===== Input =====

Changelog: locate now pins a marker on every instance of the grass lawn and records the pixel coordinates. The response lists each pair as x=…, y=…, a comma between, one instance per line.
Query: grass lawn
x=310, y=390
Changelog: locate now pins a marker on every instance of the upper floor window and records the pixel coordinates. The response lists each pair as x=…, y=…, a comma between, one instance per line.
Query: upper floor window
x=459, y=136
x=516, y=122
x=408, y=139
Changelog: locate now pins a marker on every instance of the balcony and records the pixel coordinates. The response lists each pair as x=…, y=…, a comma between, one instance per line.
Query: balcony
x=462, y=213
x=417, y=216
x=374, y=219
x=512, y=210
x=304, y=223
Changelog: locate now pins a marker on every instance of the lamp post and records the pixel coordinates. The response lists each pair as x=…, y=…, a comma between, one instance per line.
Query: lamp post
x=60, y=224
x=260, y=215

=====
===== Input =====

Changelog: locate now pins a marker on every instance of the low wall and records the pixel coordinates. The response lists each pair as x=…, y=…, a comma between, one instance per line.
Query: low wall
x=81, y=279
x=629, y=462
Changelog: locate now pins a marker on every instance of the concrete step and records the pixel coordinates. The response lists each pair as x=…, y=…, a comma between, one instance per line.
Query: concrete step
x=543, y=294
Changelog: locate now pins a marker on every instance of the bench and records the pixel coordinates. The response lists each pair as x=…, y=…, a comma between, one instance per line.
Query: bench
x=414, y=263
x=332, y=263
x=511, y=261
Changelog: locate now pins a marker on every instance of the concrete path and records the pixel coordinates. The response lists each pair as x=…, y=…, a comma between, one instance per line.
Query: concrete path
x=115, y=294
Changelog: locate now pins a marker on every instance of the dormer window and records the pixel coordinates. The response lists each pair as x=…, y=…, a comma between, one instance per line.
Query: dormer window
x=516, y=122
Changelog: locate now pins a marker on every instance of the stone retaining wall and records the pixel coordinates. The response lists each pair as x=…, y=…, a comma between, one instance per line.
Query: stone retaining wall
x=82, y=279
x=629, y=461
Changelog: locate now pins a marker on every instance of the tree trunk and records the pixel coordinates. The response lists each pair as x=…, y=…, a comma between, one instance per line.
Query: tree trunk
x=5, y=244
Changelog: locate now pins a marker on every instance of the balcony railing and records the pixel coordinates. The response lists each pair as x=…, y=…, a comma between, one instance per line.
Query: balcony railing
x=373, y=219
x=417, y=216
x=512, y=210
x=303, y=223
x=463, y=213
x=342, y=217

=====

Exercise instructions
Within the material above, show every line that includes "lists".

Solution
Changelog: locate now pins a marker on every instance of the grass lawn and records the pixel coordinates. The response lists each pair as x=…, y=…, a comma between, one instance per line.
Changelog: locate now pins a marker on every instance of the upper floor window and records the pixel coordinates. The response lists each pair as x=…, y=…, a comma between, one instance per line.
Changelog: locate now pins a marker on every instance of the balcony and records the pixel coordinates. The response lists each pair as x=…, y=…, a comma between, one instance per line.
Changelog: locate now pins a marker on every instance of the lamp post and records the pixel coordinates. The response lists each pair as x=…, y=…, a comma between, one instance per line.
Changelog: locate now pins a marker on every instance of the low wall and records the pixel coordinates. The response lists each pair as x=…, y=…, a comma between, one instance per line.
Changelog: locate now pins a marker on every instance of the concrete step and records the pixel coordinates. The response lists each pair as x=…, y=…, a comma between, one instance per line.
Changelog: locate now pins a marker on every instance of the bench and records the pixel coordinates. The response lists each pair as x=…, y=…, a comma between, one instance per line.
Changelog: locate now pins a marker on every instance of the concrete path and records the pixel coordinates. The response lists each pair as x=…, y=…, a comma between, one instance per line.
Changelog: locate now pins a marker on every instance of the dormer window and records the pixel coordinates. The response lists each pair as x=…, y=…, a comma between, one instance per line.
Changelog: locate now pins a marker on every instance of the stone retaining wall and records the pixel coordinates. The response lists each pair as x=…, y=…, a comma between, one instance per line.
Changelog: locate now pins a marker on every instance of the tree trunk and records the pixel coordinates. The response lists each pair as x=…, y=…, a comma between, one instance per line.
Changelog: locate now pins a marker on every instance of the balcony railing and records the pixel coordinates. The response lists each pair as x=…, y=…, a comma between, one instance per line.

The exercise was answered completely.